**TEXT PROVIDED:**
# Cutting Aluminum - Best Tools?



## Terrormaster (Sep 27, 2007)

What tools would I require for cutting aluminum rods and beams for making crank arms for props? I've never worked with aluminum before (what I've used so far has been already cut and were found in scrap piles around the garage) and am looking for a cheap and easy to use tool.

-TM


----------



## Zombie-F (Apr 12, 2004)

You should be able to cut aluminum with a hack saw. Also, any band saw with a metal cutting blade should do the trick as well. If you have a largish sheet of aluminum, a band saw is really the only option as a hack saw would take forever.

If you have a miter or a chop saw with a diamond blade for it, that will also cut the aluminum. Aluminum is great because it's a fairly soft metal that is easy to work with.


----------



## Terrormaster (Sep 27, 2007)

Thanks Z. Don't plan on using any large sheets, just the little 1"-2" bars that are cut down for crank arms. Believe it or not (and considering I've been building props now for over a year you can laugh) I don't own ANY saws other than a large hacksaw for cutting tree branches.

So a hack-saw looks like the most cost economical one. 

Thanks,
-TM


----------



## Hauntiholik (May 17, 2006)

Band saw is the way to go. We picked one up at harbor fright and we've used it a bunch.


----------



## Terrormaster (Sep 27, 2007)

Ya know Haunti, I've been considering a bandsaw as well strictly because of the foam sheet work I have coming up next month when I start my columns - of course I could go hot-wire on that though. I know they aren't super expensive depending on size. Whats a good size to get?

**INFORMATION SUPPLIED:**
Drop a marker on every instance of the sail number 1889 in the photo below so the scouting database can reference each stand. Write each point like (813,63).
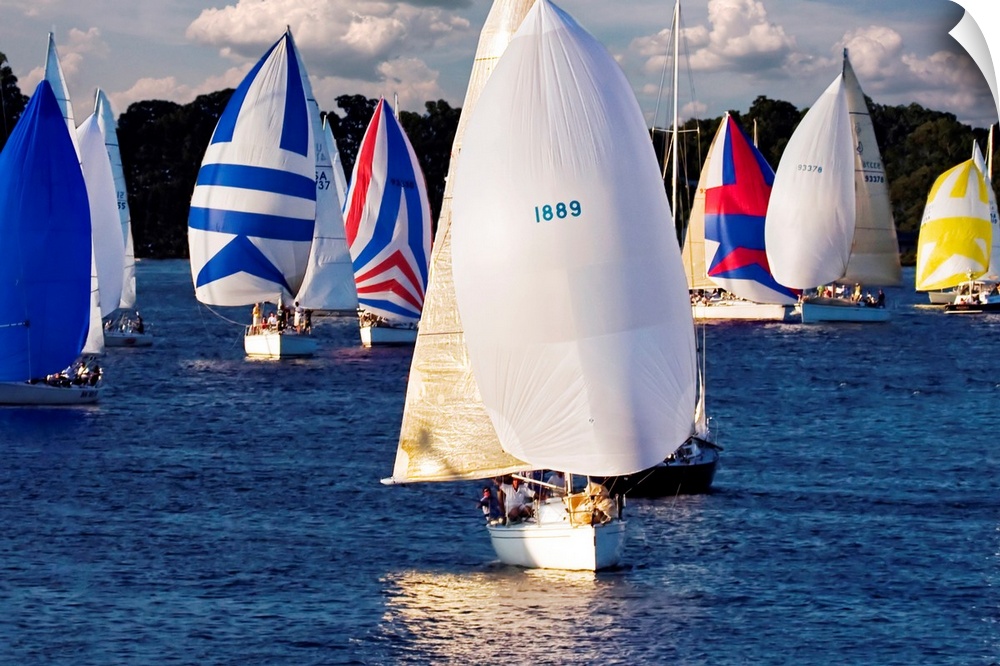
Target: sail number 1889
(560,211)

**OBJECTIVE:**
Answer these from the aluminum-cutting thread:
(a) According to Zombie-F, what is really the only option for a largish sheet of aluminum?
(b) What is the only saw Terrormaster says he owns?
(c) What upcoming work makes Terrormaster consider a bandsaw?
The material has no connection to the aluminum-cutting thread.

**EXERCISE ANSWER:**
(a) A band saw.
(b) A large hacksaw for cutting tree branches.
(c) The foam sheet work for his columns, which he starts next month.